Records from a point labeling set:
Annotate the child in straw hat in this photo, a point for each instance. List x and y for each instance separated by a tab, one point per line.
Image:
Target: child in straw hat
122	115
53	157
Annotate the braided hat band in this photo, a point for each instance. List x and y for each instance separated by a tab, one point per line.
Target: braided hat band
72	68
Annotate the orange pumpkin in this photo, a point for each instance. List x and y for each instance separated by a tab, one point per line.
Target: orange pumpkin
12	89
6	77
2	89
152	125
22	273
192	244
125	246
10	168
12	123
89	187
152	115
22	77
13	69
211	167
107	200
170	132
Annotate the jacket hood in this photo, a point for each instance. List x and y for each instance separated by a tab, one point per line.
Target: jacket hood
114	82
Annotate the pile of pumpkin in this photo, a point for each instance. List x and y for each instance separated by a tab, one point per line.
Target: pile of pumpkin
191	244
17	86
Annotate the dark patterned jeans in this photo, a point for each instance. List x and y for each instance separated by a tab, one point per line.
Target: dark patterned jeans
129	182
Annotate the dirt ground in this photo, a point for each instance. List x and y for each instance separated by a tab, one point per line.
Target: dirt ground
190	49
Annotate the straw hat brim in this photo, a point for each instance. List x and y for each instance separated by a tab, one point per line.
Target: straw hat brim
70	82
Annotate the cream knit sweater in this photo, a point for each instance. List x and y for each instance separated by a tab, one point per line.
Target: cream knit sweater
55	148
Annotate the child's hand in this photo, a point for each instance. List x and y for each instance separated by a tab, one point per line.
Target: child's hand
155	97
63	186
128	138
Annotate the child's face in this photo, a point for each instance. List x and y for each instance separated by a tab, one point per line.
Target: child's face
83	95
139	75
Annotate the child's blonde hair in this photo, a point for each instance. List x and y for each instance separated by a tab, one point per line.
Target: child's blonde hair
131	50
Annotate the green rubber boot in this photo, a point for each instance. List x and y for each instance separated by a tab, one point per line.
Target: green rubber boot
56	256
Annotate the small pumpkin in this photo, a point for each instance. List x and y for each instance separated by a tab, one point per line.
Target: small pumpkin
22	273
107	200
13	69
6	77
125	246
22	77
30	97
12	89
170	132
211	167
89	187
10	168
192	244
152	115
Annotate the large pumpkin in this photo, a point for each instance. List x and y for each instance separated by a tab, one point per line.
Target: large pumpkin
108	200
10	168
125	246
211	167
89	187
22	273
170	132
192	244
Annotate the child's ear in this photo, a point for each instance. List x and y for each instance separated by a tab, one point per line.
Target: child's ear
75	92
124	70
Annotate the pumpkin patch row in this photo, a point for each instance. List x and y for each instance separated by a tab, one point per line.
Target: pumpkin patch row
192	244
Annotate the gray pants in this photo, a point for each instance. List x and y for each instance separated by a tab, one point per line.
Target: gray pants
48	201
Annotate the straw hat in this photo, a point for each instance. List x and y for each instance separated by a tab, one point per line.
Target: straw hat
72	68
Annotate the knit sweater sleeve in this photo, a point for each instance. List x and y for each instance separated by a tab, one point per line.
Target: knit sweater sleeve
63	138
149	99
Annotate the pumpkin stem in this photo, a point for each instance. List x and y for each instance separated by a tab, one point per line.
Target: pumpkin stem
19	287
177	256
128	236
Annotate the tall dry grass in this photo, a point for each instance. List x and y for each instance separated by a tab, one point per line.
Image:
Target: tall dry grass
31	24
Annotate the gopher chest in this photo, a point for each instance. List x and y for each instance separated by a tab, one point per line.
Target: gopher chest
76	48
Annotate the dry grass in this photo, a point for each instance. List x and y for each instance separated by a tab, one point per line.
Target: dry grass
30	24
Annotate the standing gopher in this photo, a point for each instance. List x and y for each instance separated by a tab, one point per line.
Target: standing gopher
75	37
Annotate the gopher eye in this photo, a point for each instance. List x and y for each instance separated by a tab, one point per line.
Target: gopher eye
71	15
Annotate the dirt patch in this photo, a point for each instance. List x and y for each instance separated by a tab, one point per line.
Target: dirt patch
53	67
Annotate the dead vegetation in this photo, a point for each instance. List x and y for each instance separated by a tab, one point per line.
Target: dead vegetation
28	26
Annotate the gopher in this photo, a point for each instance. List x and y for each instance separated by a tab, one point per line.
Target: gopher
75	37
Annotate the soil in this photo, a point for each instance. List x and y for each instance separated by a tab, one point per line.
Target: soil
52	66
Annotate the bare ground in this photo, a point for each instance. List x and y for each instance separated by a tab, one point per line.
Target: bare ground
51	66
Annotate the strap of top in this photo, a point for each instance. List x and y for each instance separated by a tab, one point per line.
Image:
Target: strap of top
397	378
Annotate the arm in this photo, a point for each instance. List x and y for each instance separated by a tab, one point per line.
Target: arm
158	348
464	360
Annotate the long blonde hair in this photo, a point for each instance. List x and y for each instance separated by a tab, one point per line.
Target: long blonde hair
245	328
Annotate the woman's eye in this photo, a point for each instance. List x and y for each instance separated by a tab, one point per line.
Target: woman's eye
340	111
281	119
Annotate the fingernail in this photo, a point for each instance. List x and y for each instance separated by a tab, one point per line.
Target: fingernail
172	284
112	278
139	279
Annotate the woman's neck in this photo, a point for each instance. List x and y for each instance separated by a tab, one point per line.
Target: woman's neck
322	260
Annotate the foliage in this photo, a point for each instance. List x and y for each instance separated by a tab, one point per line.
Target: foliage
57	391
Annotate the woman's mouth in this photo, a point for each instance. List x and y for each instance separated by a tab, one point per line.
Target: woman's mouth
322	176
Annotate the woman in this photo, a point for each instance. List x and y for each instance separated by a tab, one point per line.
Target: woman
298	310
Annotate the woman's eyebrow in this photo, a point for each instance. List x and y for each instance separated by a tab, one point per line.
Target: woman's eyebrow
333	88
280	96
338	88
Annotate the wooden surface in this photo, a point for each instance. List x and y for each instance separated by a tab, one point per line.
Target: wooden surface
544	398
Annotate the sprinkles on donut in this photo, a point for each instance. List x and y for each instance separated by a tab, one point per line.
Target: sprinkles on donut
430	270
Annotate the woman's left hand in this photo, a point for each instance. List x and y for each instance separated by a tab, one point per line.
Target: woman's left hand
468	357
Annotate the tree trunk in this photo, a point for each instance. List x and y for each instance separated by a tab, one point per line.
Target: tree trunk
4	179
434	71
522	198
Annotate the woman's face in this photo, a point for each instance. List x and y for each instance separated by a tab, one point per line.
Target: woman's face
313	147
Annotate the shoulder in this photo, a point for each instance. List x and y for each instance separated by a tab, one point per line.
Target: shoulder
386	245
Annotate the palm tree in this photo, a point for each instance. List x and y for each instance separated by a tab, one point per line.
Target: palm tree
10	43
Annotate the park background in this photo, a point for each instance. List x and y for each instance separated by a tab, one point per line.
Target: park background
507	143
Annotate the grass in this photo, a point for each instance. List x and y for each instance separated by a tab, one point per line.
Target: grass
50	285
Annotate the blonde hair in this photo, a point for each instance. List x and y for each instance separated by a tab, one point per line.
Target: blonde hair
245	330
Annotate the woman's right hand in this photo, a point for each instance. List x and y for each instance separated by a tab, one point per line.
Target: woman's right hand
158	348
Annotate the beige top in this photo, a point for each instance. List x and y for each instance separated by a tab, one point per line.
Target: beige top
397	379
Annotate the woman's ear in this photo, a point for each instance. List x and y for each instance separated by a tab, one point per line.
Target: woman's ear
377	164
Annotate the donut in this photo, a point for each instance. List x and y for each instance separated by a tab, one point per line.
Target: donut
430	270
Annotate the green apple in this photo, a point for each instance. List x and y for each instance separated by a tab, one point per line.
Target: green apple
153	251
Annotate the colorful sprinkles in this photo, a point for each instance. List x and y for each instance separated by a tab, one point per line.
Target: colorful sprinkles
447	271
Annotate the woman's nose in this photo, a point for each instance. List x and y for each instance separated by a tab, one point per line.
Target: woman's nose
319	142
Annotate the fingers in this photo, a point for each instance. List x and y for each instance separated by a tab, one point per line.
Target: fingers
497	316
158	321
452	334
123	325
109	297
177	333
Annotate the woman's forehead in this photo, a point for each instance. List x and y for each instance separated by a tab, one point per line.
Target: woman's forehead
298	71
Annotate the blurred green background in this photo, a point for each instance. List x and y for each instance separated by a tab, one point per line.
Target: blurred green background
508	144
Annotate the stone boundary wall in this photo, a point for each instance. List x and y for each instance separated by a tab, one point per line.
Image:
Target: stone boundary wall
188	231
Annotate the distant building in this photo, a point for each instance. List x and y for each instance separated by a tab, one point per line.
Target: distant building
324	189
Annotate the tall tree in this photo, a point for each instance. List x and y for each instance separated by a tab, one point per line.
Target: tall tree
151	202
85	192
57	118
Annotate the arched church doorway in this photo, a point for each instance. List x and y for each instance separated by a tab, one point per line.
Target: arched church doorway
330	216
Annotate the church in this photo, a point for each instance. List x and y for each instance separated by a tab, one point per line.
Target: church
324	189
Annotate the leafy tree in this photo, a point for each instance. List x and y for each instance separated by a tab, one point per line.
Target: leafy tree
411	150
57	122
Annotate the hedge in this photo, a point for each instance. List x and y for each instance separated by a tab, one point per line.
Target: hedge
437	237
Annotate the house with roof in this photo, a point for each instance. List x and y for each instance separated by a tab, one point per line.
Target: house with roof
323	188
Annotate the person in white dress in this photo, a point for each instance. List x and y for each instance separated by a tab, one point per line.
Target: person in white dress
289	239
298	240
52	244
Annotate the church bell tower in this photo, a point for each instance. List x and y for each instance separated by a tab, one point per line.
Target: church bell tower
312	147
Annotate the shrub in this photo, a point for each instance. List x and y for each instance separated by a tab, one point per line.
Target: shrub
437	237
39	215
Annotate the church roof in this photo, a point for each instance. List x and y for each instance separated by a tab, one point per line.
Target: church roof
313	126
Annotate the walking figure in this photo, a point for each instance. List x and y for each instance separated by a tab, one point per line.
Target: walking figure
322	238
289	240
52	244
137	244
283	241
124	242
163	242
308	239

# WHAT YOU WILL DO
Make an exact copy of every line from the one with "Annotate the distant" to the end of the data, with the first and last of those lines included.

# WRITTEN RESPONSE
Annotate the distant building in this photo, a point for each instance. List x and y for each instance separated by a tab, one point per line.
Target: distant building
324	189
Annotate the tall tree in this photo, a point for each instance. List x and y for each instance separated by a tab, one point per line.
Target: tall tree
151	202
85	192
57	118
Annotate the arched church doorway in this photo, a point for each instance. List x and y for each instance separated by a tab, one point per line.
Target: arched church doorway
330	216
Annotate the church in this photo, a point for each instance. List x and y for each instance separated by a tab, one point per line.
Target: church
324	189
Annotate the leafy tree in this photo, a point for each instance. List x and y for each instance separated by a tab, one point per line.
Target: leafy tree
411	150
57	122
Annotate the hedge in this photo, a point for each instance. List x and y for each instance separated by a tab, one point per line.
Target: hedge
437	237
Annotate the house with roof in this photo, a point for each instance. List x and y for each instance separated by a tab, one point per line.
Target: house with roof
323	188
Annotate the person in white dress in this photo, a point for each instance. List x and y for each instance separated by a tab, one point per line.
Target: person in white dress
289	239
298	240
52	244
Annotate the church bell tower in this photo, a point for each instance. List x and y for each instance separated by a tab, one point per line.
Target: church bell tower
312	147
Annotate the shrub in this photo, a point for each instance. List x and y for each instance separated by a tab, one point per line.
Target: shrub
437	237
39	215
Annotate the church roof in this photo, a point for each instance. List x and y for each instance separated by a tab, one point per line.
Target: church roof
313	126
Annotate the walking figure in this photo, a point for each instance. List x and y for each instance separated by a tab, one point per line.
Target: walking figure
322	238
289	240
52	244
137	244
283	241
124	242
163	242
308	239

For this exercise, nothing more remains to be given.